_Exercise prompt_:
Locate each line in the entries below that contains the string "Target" and copy it out. The match is case-sensitive.

··· Data to use ···

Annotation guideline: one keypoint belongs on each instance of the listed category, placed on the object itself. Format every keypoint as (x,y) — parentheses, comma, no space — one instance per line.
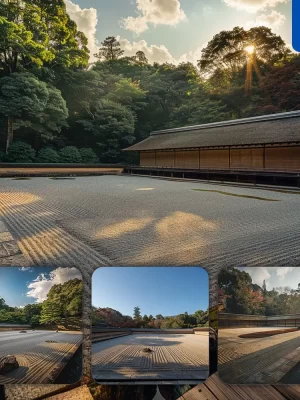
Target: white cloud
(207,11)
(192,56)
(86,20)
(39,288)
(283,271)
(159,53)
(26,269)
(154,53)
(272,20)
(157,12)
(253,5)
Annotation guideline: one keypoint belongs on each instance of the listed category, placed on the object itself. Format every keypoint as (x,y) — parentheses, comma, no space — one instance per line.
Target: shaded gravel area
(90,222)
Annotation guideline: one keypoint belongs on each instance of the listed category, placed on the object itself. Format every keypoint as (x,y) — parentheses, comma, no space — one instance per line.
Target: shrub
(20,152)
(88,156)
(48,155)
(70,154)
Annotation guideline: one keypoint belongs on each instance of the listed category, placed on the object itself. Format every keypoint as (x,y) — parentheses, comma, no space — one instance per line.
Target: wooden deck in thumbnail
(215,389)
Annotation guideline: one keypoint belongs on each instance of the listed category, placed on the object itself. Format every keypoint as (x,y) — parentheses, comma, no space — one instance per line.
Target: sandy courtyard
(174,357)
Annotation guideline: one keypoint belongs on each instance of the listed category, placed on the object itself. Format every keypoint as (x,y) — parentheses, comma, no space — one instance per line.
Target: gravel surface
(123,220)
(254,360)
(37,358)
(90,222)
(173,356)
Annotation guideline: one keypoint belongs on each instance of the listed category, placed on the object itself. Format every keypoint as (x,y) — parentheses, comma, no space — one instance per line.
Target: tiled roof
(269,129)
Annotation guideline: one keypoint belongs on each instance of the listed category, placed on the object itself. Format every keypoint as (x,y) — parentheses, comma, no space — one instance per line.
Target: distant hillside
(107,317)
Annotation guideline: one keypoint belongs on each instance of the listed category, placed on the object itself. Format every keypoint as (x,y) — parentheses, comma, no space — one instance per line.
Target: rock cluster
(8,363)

···

_Complete answer_:
Target: white cloud
Target: shaded gravel area
Target: shrub
Target: wooden deck in thumbnail
Target: sandy courtyard
Target: gravel surface
Target: tiled roof
Target: distant hillside
Target: rock cluster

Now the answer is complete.